## KUTIPAN SUMBER
+---+

Salah satu mimpi saya ketika kelas 3 SD adalah menjadi striker Inter Milan atau Manchester United sekaligus menjadi kapten tim nasional Indonesia. Sebelum tidur, ketika di toilet, ketika sholat, dan di beberapa kesempatan di mana saya bisa melamun, saya selalu membayangkan mencetak banyak gol dan mendapat tepuk tangan puluhan ribu penonton. Biasanya saya akan membayangkan mencetak gol di menit-menit terakhir supaya pertandingan lebih dramatis. Sesekali juga saya mendamprat wasit yang tidak memberikan kartu merah kepada bek yang mencederai kaki saya dengan berteriak “Matamu ning ndi?!” Selepas pertandingan, saya akan mendatangi tribun penonton dan melemparkan kaos yang saya kenakan. Dalam imajinasi itu, saya juga menyiapkan kemungkinan terburuk, kalau gagal ke luar negeri ya menjadi kapten PSIS Semarang sudah lebih dari cukup.
Saya merasa sudah bekerja keras untuk mewujudkan mimpi itu. Setiap sore selepas ashar sampai magrib saya selalu bermain bola di lapangan dekat rumah. Kalau sedang tidak ada yang bermain, saya berlatih sendirian di halaman depan rumah yang hanya seluas lapangan badminton. Oh iya, bolanya bola plastik. Saya sering mencetak gol dengan tendangan pisang ala David Beckham. Kalau cuaca tidak memungkinkan saya bermain sendirian di dalam rumah menggunakan bola kasti. Kelas 5 SD saya sempat bergabung dengan sekolah sepakbola di Salatiga, agak jauh dari rumah. Karena Bapak yang setiap sore mengantar kecapekan, saya disuruh berhenti setelah dua minggu berlatih. Sedih. Setidaknya sudah bisa melihat Bambang Pamungkas sebelum ia bergabung dengan klub di Belanda. Saya pindah ke sekolah sepakbola di dekat rumah.

+---+

## KUMPULAN DATA
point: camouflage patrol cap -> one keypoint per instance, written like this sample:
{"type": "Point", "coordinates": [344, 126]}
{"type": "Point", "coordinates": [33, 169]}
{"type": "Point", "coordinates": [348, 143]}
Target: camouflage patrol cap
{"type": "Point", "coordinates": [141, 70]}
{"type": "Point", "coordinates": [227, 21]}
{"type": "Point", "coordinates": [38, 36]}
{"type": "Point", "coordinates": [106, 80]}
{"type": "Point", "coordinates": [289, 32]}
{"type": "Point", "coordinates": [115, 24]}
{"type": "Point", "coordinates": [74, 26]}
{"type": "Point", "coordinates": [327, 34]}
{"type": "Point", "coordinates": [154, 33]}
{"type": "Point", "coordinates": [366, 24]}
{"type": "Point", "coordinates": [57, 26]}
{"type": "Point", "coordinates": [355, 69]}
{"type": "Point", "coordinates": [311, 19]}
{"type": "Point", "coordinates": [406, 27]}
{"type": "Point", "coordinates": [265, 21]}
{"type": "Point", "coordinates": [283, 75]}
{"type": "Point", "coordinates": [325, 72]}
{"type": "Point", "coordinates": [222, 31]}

+---+

## SELESAIKAN BERIKUT INI
- A) Tulis ulang bagian kutipan tentang mimpi menjadi pesepak bola dari "Salah satu mimpi" sampai "lebih dari cukup.", dengan mengganti "Inter Milan" menjadi "AC Milan".
- B) Sebutkan semua klub sepak bola yang namanya disebut dalam kutipan tentang mimpi menjadi pesepak bola.
- C) Jawab pertanyaan berikut berdasarkan kutipan tentang mimpi menjadi pesepak bola.
(i) Di kelas berapa penulis sempat bergabung dengan sekolah sepakbola di Salatiga?
(ii) Bola apa yang dipakai penulis saat bermain sendirian di dalam rumah ketika cuaca tidak memungkinkan?
(iii) Dalam imajinasinya, apa yang dilakukan penulis selepas pertandingan?
Jawab hanya berdasarkan kutipan.

## JAWABAN PER TUGAS
- A)
Salah satu mimpi saya ketika kelas 3 SD adalah menjadi striker AC Milan atau Manchester United sekaligus menjadi kapten tim nasional Indonesia. Sebelum tidur, ketika di toilet, ketika sholat, dan di beberapa kesempatan di mana saya bisa melamun, saya selalu membayangkan mencetak banyak gol dan mendapat tepuk tangan puluhan ribu penonton. Biasanya saya akan membayangkan mencetak gol di menit-menit terakhir supaya pertandingan lebih dramatis. Sesekali juga saya mendamprat wasit yang tidak memberikan kartu merah kepada bek yang mencederai kaki saya dengan berteriak “Matamu ning ndi?!” Selepas pertandingan, saya akan mendatangi tribun penonton dan melemparkan kaos yang saya kenakan. Dalam imajinasi itu, saya juga menyiapkan kemungkinan terburuk, kalau gagal ke luar negeri ya menjadi kapten PSIS Semarang sudah lebih dari cukup.

- B) Inter Milan, Manchester United, PSIS Semarang

- C)
(i) Kelas 5 SD.
(ii) Bola kasti.
(iii) Mendatangi tribun penonton dan melemparkan kaos yang ia kenakan.